_What is needed_:
The answer should be a faithful retyping of the records that follow, pictures excluded.

- Opening Delimiter -

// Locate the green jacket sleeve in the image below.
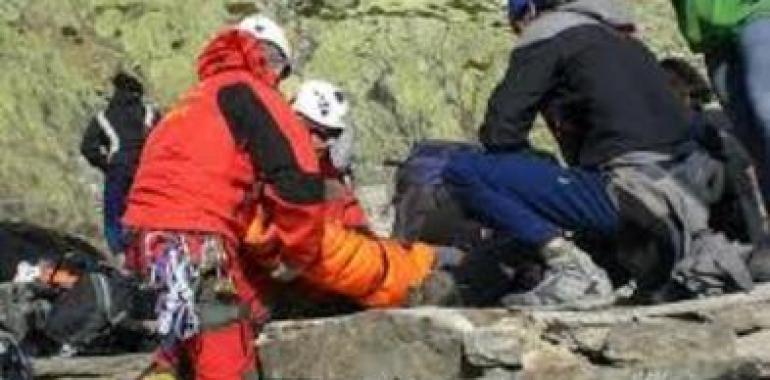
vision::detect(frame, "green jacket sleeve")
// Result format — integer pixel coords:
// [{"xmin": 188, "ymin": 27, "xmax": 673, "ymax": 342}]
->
[
  {"xmin": 672, "ymin": 0, "xmax": 770, "ymax": 53},
  {"xmin": 671, "ymin": 0, "xmax": 705, "ymax": 52}
]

- Closing Delimiter -

_Written solution_:
// Locate the green jacket sleeve in the image below.
vision::detect(frame, "green jacket sleeve")
// Result format — integer pixel coords:
// [{"xmin": 188, "ymin": 27, "xmax": 673, "ymax": 342}]
->
[
  {"xmin": 672, "ymin": 0, "xmax": 770, "ymax": 53},
  {"xmin": 671, "ymin": 0, "xmax": 705, "ymax": 52}
]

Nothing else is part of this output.